» **Data to process**

· · · ·

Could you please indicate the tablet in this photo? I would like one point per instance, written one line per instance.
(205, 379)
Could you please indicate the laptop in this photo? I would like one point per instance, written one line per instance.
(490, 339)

· · · ·

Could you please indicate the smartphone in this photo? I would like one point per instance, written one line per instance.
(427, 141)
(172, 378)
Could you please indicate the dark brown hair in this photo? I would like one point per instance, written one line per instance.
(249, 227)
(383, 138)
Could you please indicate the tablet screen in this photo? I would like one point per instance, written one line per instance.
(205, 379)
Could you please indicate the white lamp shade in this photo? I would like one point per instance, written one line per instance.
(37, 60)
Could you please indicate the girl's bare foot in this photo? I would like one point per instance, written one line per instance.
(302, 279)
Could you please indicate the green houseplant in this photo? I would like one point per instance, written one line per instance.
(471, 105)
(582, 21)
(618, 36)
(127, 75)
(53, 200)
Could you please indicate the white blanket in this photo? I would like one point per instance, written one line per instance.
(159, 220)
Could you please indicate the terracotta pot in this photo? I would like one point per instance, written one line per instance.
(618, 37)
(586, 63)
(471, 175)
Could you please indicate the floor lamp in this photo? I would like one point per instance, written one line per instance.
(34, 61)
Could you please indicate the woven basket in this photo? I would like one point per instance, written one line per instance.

· · · ·

» **Exercise goal**
Lay out the data lines starting at the line containing "Could you please indicate the floor" and ending at the line containing "Could you please indicate the woven" as a Markdown table with the columns Row and Line, numbering each line and leaving out any blank lines.

» **Solution to this problem**
| Row | Line |
|---|---|
| 1 | Could you please indicate the floor lamp in this photo? I would like one point per instance, written one line per instance. |
| 2 | (34, 61) |
| 3 | Could you please indicate the woven basket in this photo? I would like one point per instance, written one line per instance. |